§ **TASK REQUIREMENTS**:
Quote the passage of the text on Illinois pharmacist workload rules word for word, starting with "The measure also" and going on through "boosting patient safety.".

Illinois Gov. J.B. Pritzker’s administration is taking steps to ease the heavy, demanding workloads of pharmacists. Pharmacists play a vital role in patient safety, but they often work long hours that involve filling hundreds of prescriptions in a single shift. The stress of working in a busy pharmacy can give rise to the risk of prescription errors.
New state regulations propose to provide an uninterrupted 30-minute meal period and an extra 15-minute break for pharmacists who work six straight hours. Those working 12-hour shifts will get an additional 15-minute break. Current state law does not have any mandated pharmacist breaks.
The measure also aims to give pharmacists enough time to look at patient drug histories while eliminating extra tasks that can distract them from dispensing medications safely and correctly. Pharmacies may face discipline for failing to allow pharmacists enough time to answer patient questions, review their drug histories, administer immunizations and check prescription accuracy.
The proposed changes are being drafted in response to recommendations issued by the Illinois Collaborative Pharmaceutical Task Force. State officials believe following the recommendations will improve working conditions for pharmacists while reducing errors and boosting patient safety.
Tens of thousands of patients are hospitalized each year due to dangerous drug interactions. The task force was formed after a 2016 Chicago Tribune investigation that found more than half of 255 Chicago-area pharmacies had failed to warn reporters about potentially harmful drug combinations. The task force’s objective was to determine why pharmacists missed them, along with making recommendations on how to ease stress and minimize distractions like having to meet company quotas for immunizations.
Following the Chicago Tribune report, several national pharmacy chains said they took steps to better identify harmful drug interactions and protect patients. For instance, Walgreens provided extra training while CVS improved its alert system.

§ **INFORMATION SUPPLIED**:
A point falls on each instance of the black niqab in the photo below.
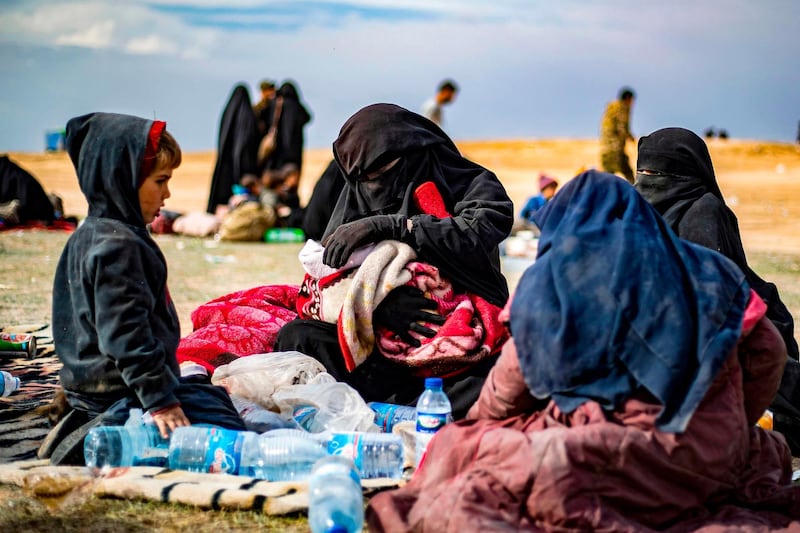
(675, 175)
(465, 245)
(237, 149)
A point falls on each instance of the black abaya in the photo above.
(18, 184)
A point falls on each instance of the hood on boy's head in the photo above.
(108, 151)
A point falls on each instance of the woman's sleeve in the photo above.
(762, 355)
(464, 246)
(504, 393)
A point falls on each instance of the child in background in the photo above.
(114, 324)
(547, 188)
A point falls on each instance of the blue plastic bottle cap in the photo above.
(433, 383)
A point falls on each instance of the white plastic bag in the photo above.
(326, 406)
(256, 377)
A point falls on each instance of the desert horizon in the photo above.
(760, 180)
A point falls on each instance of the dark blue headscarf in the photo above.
(615, 302)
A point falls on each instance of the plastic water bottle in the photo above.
(260, 419)
(204, 448)
(289, 457)
(335, 499)
(134, 444)
(8, 383)
(433, 412)
(375, 455)
(389, 414)
(284, 235)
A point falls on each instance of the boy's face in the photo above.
(549, 191)
(153, 192)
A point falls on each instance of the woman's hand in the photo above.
(347, 237)
(402, 311)
(168, 419)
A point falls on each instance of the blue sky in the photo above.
(526, 68)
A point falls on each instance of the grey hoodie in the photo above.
(114, 325)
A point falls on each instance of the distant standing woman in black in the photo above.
(293, 116)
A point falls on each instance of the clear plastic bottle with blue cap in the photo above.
(388, 415)
(335, 499)
(288, 456)
(8, 383)
(133, 444)
(433, 412)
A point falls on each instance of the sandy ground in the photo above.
(761, 181)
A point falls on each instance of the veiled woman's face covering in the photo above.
(381, 190)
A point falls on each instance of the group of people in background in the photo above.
(628, 370)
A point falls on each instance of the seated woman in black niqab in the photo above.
(674, 173)
(385, 153)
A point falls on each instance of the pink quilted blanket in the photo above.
(237, 324)
(471, 332)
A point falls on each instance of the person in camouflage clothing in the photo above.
(614, 132)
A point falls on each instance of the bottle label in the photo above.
(384, 414)
(304, 415)
(224, 451)
(431, 422)
(347, 445)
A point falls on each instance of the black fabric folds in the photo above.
(675, 174)
(465, 245)
(17, 183)
(290, 134)
(616, 302)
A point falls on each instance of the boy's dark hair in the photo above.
(169, 152)
(625, 93)
(448, 85)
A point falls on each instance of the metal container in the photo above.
(17, 345)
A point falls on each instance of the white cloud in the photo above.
(98, 35)
(150, 45)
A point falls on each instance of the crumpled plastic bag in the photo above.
(326, 406)
(256, 377)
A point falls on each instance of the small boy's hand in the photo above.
(168, 419)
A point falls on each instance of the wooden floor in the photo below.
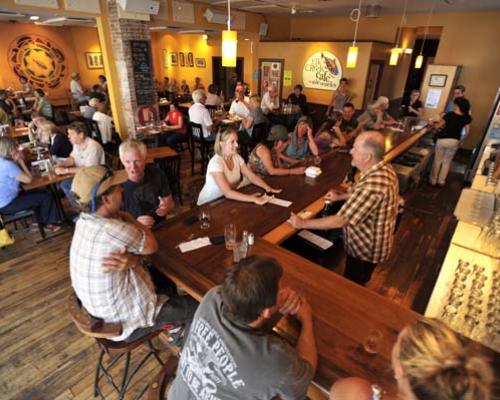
(43, 356)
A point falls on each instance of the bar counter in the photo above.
(343, 312)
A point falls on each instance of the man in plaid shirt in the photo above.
(368, 216)
(105, 260)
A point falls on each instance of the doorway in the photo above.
(221, 76)
(373, 81)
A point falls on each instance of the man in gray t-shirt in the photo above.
(229, 354)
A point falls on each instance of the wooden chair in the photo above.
(198, 142)
(101, 332)
(23, 216)
(158, 387)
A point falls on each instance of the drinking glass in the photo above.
(239, 250)
(372, 341)
(230, 235)
(204, 217)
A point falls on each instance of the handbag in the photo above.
(5, 237)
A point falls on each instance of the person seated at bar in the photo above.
(376, 116)
(231, 349)
(91, 109)
(86, 153)
(76, 89)
(13, 171)
(270, 101)
(146, 194)
(199, 114)
(98, 93)
(198, 84)
(212, 98)
(239, 106)
(368, 217)
(104, 121)
(255, 116)
(7, 105)
(264, 160)
(449, 139)
(225, 171)
(42, 105)
(26, 87)
(184, 87)
(432, 362)
(301, 141)
(412, 106)
(339, 97)
(59, 144)
(298, 98)
(176, 128)
(105, 260)
(37, 119)
(354, 388)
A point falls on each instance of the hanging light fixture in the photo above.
(420, 58)
(352, 54)
(396, 50)
(229, 42)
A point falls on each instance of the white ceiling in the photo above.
(344, 7)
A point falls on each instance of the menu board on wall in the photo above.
(143, 72)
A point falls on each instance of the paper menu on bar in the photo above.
(194, 244)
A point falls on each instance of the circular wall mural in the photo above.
(38, 59)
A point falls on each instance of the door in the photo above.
(373, 82)
(221, 76)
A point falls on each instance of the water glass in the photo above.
(239, 250)
(230, 235)
(205, 219)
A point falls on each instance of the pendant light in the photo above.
(229, 42)
(396, 50)
(352, 54)
(420, 58)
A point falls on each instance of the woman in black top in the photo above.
(412, 107)
(448, 139)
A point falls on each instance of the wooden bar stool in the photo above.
(101, 331)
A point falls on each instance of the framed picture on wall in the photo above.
(200, 63)
(437, 80)
(173, 59)
(271, 74)
(94, 60)
(190, 60)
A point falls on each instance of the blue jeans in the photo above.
(66, 188)
(36, 200)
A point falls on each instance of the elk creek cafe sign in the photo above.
(322, 71)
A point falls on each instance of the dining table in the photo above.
(344, 313)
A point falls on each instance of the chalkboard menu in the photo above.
(143, 73)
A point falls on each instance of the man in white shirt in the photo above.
(239, 106)
(199, 114)
(76, 88)
(270, 101)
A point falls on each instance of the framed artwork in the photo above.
(94, 60)
(173, 59)
(438, 80)
(200, 62)
(271, 74)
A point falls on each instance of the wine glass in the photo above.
(204, 217)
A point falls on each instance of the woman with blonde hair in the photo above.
(431, 362)
(225, 171)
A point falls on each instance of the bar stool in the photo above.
(101, 331)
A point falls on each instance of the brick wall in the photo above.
(122, 31)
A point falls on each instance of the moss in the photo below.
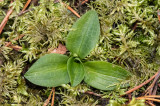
(129, 38)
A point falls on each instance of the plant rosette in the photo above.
(53, 70)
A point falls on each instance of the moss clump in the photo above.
(129, 38)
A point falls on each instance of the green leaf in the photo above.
(84, 35)
(75, 70)
(50, 71)
(104, 75)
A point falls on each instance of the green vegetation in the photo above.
(129, 38)
(53, 70)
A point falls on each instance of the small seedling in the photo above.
(53, 70)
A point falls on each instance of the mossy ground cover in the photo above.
(129, 38)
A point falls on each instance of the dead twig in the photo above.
(151, 99)
(92, 93)
(49, 97)
(26, 5)
(4, 22)
(144, 83)
(84, 2)
(73, 11)
(19, 37)
(23, 12)
(158, 13)
(52, 104)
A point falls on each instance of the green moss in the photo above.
(47, 25)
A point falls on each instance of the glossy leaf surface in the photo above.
(50, 71)
(75, 70)
(104, 75)
(84, 34)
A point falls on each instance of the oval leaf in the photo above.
(50, 71)
(84, 35)
(104, 75)
(75, 70)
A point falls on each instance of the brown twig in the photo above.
(52, 104)
(19, 37)
(84, 2)
(73, 11)
(158, 13)
(152, 89)
(156, 100)
(23, 12)
(17, 48)
(4, 22)
(144, 83)
(151, 104)
(92, 93)
(49, 97)
(26, 5)
(151, 96)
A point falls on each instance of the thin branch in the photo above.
(84, 2)
(52, 104)
(47, 101)
(73, 11)
(4, 22)
(19, 37)
(156, 100)
(26, 5)
(144, 83)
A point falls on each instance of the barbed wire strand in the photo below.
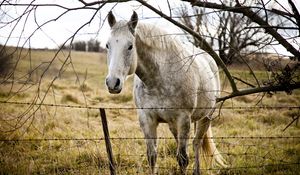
(133, 108)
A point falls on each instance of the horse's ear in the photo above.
(133, 21)
(111, 19)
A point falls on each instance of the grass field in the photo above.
(63, 140)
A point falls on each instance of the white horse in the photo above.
(170, 86)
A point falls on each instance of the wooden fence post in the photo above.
(107, 142)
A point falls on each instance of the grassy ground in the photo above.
(63, 140)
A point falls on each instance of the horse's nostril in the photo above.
(117, 83)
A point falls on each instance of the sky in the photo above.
(57, 32)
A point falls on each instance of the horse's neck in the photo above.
(147, 66)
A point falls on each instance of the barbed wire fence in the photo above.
(253, 154)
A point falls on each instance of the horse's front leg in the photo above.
(149, 126)
(183, 125)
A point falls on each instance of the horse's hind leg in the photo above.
(182, 140)
(149, 127)
(201, 128)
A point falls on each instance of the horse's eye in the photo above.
(130, 47)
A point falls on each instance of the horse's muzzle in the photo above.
(114, 85)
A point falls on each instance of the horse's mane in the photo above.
(157, 38)
(151, 36)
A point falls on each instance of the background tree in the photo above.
(227, 32)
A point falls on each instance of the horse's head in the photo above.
(121, 56)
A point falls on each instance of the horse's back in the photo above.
(209, 86)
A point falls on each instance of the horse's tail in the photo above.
(211, 154)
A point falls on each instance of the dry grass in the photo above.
(88, 156)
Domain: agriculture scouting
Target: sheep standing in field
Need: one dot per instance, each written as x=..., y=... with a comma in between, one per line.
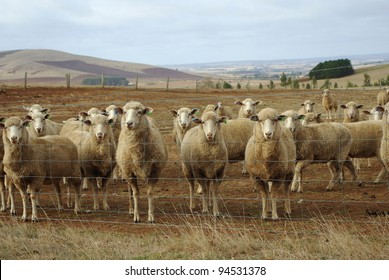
x=41, y=125
x=204, y=158
x=306, y=107
x=319, y=143
x=329, y=103
x=141, y=153
x=35, y=109
x=30, y=162
x=270, y=156
x=312, y=118
x=96, y=152
x=220, y=109
x=247, y=107
x=383, y=97
x=182, y=122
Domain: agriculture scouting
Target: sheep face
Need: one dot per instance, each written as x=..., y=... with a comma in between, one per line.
x=99, y=126
x=351, y=110
x=134, y=115
x=248, y=106
x=14, y=129
x=308, y=106
x=210, y=124
x=184, y=116
x=268, y=122
x=38, y=121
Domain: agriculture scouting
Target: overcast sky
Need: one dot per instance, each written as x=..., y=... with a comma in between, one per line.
x=161, y=32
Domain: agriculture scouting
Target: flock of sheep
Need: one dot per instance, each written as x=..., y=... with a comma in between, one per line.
x=125, y=143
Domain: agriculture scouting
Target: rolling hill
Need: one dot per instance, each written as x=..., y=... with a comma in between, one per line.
x=50, y=67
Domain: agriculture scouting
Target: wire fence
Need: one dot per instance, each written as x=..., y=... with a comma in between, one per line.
x=237, y=198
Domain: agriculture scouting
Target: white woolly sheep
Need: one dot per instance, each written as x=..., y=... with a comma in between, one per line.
x=41, y=125
x=329, y=103
x=312, y=118
x=383, y=97
x=319, y=143
x=351, y=112
x=141, y=153
x=31, y=162
x=204, y=158
x=182, y=122
x=96, y=152
x=247, y=107
x=270, y=156
x=306, y=107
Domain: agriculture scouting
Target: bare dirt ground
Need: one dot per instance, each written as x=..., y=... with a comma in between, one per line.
x=358, y=204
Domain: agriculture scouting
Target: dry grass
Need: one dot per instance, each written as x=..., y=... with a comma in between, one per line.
x=201, y=238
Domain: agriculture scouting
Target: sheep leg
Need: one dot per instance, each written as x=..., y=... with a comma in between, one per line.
x=104, y=184
x=150, y=199
x=264, y=191
x=215, y=194
x=297, y=178
x=58, y=195
x=2, y=194
x=33, y=197
x=205, y=195
x=93, y=182
x=133, y=184
x=335, y=174
x=350, y=166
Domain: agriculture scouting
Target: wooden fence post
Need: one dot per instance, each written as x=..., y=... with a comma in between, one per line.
x=25, y=80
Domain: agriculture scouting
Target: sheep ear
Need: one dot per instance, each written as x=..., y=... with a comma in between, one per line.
x=194, y=111
x=173, y=112
x=223, y=119
x=148, y=111
x=254, y=118
x=88, y=122
x=366, y=112
x=26, y=123
x=197, y=120
x=119, y=110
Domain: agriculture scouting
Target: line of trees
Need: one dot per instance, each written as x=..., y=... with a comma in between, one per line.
x=332, y=69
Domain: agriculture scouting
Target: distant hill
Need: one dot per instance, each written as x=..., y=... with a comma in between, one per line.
x=50, y=67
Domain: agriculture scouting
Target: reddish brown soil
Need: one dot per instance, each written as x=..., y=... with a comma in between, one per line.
x=238, y=201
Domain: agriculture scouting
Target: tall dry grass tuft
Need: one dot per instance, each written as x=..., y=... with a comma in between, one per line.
x=199, y=237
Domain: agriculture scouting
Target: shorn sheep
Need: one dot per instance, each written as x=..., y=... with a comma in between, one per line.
x=96, y=153
x=141, y=153
x=247, y=107
x=31, y=162
x=204, y=158
x=319, y=143
x=383, y=97
x=182, y=122
x=306, y=107
x=270, y=157
x=329, y=102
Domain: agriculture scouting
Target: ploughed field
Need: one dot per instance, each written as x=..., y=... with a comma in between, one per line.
x=238, y=202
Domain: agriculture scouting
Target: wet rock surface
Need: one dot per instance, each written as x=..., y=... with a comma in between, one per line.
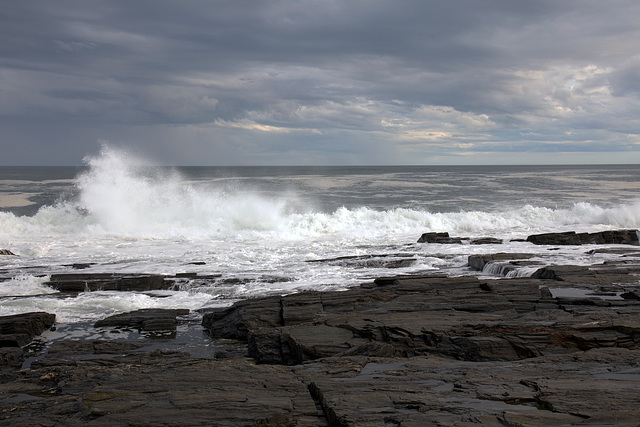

§ **TASK RESPONSE**:
The measure also aims to give pharmacists enough time to look at patient drug histories while eliminating extra tasks that can distract them from dispensing medications safely and correctly. Pharmacies may face discipline for failing to allow pharmacists enough time to answer patient questions, review their drug histories, administer immunizations and check prescription accuracy.
The proposed changes are being drafted in response to recommendations issued by the Illinois Collaborative Pharmaceutical Task Force. State officials believe following the recommendations will improve working conditions for pharmacists while reducing errors and boosting patient safety.